## Begin DATA ENTRIES
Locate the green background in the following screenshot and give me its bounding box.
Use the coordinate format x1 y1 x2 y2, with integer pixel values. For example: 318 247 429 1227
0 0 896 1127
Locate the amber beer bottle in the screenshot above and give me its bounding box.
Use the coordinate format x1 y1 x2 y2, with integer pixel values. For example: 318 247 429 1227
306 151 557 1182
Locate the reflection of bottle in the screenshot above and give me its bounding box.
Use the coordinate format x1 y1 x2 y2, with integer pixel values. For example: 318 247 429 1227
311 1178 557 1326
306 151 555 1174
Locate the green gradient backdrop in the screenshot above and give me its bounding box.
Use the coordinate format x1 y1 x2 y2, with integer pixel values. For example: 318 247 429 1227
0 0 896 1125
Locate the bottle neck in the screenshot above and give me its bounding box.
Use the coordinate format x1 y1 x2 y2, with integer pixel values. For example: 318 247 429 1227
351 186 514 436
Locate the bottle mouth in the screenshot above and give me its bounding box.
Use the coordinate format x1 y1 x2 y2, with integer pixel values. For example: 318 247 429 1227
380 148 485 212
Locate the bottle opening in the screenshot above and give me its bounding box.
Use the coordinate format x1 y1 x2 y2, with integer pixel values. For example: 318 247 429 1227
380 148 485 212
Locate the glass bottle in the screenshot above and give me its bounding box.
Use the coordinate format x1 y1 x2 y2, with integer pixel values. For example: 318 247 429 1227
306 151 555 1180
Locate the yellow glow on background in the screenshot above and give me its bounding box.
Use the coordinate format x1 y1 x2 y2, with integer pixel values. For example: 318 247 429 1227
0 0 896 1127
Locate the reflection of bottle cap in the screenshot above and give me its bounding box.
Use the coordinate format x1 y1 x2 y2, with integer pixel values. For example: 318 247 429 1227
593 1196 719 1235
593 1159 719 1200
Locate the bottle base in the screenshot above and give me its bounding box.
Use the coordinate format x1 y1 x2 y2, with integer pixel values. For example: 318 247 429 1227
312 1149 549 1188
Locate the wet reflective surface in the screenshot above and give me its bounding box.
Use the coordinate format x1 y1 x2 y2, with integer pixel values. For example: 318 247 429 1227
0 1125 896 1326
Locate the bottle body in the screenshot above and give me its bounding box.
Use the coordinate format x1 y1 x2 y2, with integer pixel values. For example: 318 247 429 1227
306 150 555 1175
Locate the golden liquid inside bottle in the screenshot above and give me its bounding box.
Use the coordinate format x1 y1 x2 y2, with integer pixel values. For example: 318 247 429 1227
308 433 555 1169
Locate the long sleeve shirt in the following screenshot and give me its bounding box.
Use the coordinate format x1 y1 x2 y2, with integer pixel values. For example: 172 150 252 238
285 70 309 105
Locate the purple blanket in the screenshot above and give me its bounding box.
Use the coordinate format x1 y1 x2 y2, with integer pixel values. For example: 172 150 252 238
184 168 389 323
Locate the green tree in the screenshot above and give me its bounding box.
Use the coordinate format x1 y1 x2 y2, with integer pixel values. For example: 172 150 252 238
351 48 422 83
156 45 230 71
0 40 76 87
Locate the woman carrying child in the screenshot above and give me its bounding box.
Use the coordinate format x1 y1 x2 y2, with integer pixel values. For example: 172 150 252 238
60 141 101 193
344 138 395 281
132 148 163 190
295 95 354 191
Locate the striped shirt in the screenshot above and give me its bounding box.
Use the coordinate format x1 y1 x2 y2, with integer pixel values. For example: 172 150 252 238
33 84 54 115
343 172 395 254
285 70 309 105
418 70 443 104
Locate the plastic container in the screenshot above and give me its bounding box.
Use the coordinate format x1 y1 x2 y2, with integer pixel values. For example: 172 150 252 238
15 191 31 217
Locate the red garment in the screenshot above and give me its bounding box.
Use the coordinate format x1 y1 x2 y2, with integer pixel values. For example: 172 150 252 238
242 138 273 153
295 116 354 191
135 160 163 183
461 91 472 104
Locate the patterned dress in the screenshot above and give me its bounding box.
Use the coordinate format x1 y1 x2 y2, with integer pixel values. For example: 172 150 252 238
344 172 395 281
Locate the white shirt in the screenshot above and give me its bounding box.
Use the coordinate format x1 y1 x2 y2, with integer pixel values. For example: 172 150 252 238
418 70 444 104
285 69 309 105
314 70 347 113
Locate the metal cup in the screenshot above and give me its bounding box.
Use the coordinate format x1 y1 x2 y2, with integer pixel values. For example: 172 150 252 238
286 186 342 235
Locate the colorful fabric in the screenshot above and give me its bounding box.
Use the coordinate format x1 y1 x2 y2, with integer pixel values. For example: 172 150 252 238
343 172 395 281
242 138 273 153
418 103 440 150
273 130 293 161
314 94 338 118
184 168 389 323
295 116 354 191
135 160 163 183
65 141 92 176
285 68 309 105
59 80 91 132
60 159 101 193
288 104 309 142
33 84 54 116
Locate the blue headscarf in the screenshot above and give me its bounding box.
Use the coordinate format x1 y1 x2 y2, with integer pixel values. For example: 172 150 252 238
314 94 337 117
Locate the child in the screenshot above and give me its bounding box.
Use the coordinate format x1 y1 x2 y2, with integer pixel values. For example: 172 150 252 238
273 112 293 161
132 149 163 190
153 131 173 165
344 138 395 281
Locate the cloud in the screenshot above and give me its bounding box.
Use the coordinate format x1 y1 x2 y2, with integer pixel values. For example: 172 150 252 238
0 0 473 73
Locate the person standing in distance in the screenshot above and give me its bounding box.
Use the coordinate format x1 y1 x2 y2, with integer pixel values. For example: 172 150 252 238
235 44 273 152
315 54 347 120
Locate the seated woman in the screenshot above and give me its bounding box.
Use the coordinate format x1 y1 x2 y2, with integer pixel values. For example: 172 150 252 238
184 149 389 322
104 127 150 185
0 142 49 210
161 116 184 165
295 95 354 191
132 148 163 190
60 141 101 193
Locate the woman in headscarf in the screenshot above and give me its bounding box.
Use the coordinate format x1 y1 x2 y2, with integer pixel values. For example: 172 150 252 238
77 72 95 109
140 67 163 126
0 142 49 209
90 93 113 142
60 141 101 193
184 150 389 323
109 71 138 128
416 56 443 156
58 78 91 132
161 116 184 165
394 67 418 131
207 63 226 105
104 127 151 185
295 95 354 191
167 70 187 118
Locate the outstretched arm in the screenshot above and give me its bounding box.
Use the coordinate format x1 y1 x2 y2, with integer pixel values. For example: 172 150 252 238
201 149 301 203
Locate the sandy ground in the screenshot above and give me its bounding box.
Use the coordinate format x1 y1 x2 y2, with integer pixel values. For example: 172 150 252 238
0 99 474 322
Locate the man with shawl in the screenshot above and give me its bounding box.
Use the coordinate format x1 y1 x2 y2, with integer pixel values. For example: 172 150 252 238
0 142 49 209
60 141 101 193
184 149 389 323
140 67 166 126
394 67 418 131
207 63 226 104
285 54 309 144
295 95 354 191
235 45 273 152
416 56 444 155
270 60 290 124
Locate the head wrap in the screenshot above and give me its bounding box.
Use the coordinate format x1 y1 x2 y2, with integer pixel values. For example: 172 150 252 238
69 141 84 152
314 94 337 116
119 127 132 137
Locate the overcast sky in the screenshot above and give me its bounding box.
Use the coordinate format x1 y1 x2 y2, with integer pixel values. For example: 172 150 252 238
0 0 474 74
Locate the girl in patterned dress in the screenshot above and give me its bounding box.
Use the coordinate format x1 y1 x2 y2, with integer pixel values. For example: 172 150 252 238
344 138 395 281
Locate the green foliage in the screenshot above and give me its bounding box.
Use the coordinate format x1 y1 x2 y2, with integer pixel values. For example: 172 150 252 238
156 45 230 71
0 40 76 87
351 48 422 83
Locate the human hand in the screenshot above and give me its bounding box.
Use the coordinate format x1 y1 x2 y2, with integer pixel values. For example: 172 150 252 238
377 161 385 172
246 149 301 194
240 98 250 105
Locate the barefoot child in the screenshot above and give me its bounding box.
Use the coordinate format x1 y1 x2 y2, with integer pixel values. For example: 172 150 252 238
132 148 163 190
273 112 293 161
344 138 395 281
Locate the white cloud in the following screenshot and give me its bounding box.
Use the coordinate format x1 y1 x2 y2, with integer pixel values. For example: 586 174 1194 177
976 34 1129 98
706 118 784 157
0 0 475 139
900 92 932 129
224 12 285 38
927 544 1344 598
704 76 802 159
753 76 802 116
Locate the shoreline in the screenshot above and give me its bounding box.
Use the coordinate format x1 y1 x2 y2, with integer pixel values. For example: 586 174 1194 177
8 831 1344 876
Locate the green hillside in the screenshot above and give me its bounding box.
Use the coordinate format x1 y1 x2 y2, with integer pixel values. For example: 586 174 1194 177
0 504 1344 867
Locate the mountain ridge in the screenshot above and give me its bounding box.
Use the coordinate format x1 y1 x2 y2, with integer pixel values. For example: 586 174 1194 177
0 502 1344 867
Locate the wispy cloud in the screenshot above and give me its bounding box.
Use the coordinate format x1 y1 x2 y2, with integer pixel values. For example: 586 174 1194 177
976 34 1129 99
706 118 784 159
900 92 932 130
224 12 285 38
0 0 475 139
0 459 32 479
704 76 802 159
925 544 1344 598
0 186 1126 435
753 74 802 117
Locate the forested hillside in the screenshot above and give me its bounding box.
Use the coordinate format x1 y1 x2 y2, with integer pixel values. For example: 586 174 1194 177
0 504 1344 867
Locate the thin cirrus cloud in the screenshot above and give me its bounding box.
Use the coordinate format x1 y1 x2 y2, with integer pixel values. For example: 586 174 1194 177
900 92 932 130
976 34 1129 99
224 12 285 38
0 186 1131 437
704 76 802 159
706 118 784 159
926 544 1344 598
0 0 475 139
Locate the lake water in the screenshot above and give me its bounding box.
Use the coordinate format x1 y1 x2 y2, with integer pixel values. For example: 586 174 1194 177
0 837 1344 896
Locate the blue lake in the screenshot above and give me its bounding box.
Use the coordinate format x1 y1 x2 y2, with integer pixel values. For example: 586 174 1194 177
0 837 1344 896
## End DATA ENTRIES
*EXERCISE BRIEF*
Rewrite the lines of the source data as a numbered list, from the line containing "Locate the wispy" through the final line, leaving out any blank lines.

*THE OUTPUT*
1. Locate the wispy cloud in the screenshot above and give me its bounding box.
2. Use the coordinate format x1 y1 x2 y2, with integer pixel values. For example: 586 174 1194 177
3. 976 34 1129 99
4. 706 118 784 159
5. 900 92 932 130
6. 224 12 285 38
7. 0 0 475 139
8. 0 459 32 479
9. 704 76 802 159
10. 925 544 1344 598
11. 0 186 1126 435
12. 753 74 802 117
13. Locate the forested hillside in the screenshot above and give me its bounding box.
14. Use the coordinate format x1 y1 x2 y2, with integer pixel values. For example: 586 174 1194 177
15. 0 504 1344 867
16. Locate the thin cirrus cloud in the screenshot above and give me its bounding box.
17. Use the coordinate format x1 y1 x2 y2, with integer pixel values. For example: 586 174 1194 177
18. 900 92 932 130
19. 976 34 1129 99
20. 224 12 285 38
21. 0 186 1131 437
22. 704 76 802 159
23. 706 118 784 159
24. 926 544 1344 598
25. 0 0 475 139
26. Locate the lake water in the screenshot above and give me its bounding box.
27. Use the coordinate format x1 y1 x2 y2, with integer pixel values. For example: 586 174 1194 177
28. 0 837 1344 896
29. Locate the blue lake in the screenshot above and give me its bounding box.
30. Use the coordinate format x1 y1 x2 y2, with integer pixel values. For example: 586 174 1194 177
31. 0 837 1344 896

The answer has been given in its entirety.